## BEGIN

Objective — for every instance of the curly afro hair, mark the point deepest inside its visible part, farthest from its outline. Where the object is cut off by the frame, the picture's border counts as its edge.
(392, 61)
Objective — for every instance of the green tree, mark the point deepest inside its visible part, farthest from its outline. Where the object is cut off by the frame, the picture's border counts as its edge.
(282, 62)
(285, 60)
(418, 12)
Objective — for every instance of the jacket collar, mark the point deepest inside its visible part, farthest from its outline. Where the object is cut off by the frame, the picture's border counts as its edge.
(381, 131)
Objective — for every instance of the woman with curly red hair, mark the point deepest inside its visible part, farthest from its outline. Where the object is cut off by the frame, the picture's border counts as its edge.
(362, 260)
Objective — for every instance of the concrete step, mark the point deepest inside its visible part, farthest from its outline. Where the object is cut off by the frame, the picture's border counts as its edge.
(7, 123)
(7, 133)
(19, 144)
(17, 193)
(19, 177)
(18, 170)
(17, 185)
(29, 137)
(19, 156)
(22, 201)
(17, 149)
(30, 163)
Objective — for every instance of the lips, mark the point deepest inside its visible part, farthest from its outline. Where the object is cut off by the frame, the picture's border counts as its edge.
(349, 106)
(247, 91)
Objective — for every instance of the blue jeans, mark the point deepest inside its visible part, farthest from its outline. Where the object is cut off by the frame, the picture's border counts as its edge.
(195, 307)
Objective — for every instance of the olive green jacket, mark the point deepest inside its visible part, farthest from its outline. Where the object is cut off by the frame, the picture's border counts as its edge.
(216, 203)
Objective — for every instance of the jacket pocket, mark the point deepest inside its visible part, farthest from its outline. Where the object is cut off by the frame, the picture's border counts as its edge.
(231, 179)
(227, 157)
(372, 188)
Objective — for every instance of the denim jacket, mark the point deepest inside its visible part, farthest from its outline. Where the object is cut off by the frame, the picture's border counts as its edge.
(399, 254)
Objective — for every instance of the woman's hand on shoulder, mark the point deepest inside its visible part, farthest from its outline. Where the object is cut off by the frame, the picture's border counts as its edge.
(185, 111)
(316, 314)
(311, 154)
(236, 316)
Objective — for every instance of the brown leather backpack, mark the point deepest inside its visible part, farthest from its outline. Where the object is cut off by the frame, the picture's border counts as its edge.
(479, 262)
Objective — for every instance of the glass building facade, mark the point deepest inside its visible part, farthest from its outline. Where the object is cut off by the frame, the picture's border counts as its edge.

## END

• _Work to complete_
The records above must be output exactly, in full.

• _Task output_
Objective — for every instance of the curly afro hair, mark the point deepest inside its visible part, farthest from its outline. Where the object is cut off by the frame, the picture's border counts as its edge.
(392, 61)
Objective — for every instance of the green tree, mark the point deepest inside its visible part, farthest from its outline. Where the object is cut off by the frame, the picture's border counts as its edge.
(282, 62)
(285, 60)
(418, 12)
Objective — for every instance of the jacket collar, mark the point deepest inside its visible part, farthest from its outline. Where the object is cut off by the frame, the picture's border counts as its edge.
(381, 131)
Objective — for every instance of the woman with curly red hair, mark the point deepest inside its visible part, farthest from its outline. Where the object is cut off by the frame, the picture's border counts as its edge.
(362, 260)
Objective — for every instance of the concrete step, mark the point deepest inside its visible part, farthest from its outline. Where the object is cut off by the frame, the picture's border counts as its edge.
(7, 123)
(7, 133)
(19, 144)
(17, 193)
(19, 177)
(18, 170)
(17, 185)
(29, 137)
(19, 156)
(22, 201)
(17, 149)
(30, 163)
Objective — for every instance of the lips, mark the point deepest inside its visible part, farthest from its outline. Where the object is cut off by the frame, the picture's border counts as its edge.
(349, 106)
(247, 91)
Objective — for every instance of the blue jeans, mark the point deepest inside its visible part, farthest from its outline. Where the object is cut off by the frame, the picture's border counts as its edge.
(195, 307)
Objective — for every instance of the olive green jacket, mark the point deepest inside its visible part, farthest from its outline. Where the object is cut off by the frame, the picture's border counts as its edge.
(216, 203)
Objective — for every instance of the jacket pocket, mark the point deepest inside its visible part, farthest from its outline. Where the object is cut off by the frame, the picture's border counts as its edge.
(231, 179)
(227, 157)
(372, 188)
Objective — for every instance of the denim jacket, mark the point deepest inside its visible part, farthest from its outline. Where the object is cut off by the frame, the picture's border counts as its edge.
(399, 254)
Objective — for every instance of the woman's hand on shoulder, mark the point deepest inside its visible part, farthest from its outline. Where the object is cut off by the frame, the picture's border counts as its edge.
(185, 111)
(316, 314)
(311, 154)
(236, 316)
Objective — for every instance of the brown leather backpack, mark the point deepest inside its visible part, farthest from its outline. Where the object is cut off by the frame, the picture's border counts as its edge.
(479, 262)
Objective — for every instance of the glass building facade, mark the point deepest inside its visible part, farthest from its outline. Where the object is cut off by the frame, the picture's border counts as its edge.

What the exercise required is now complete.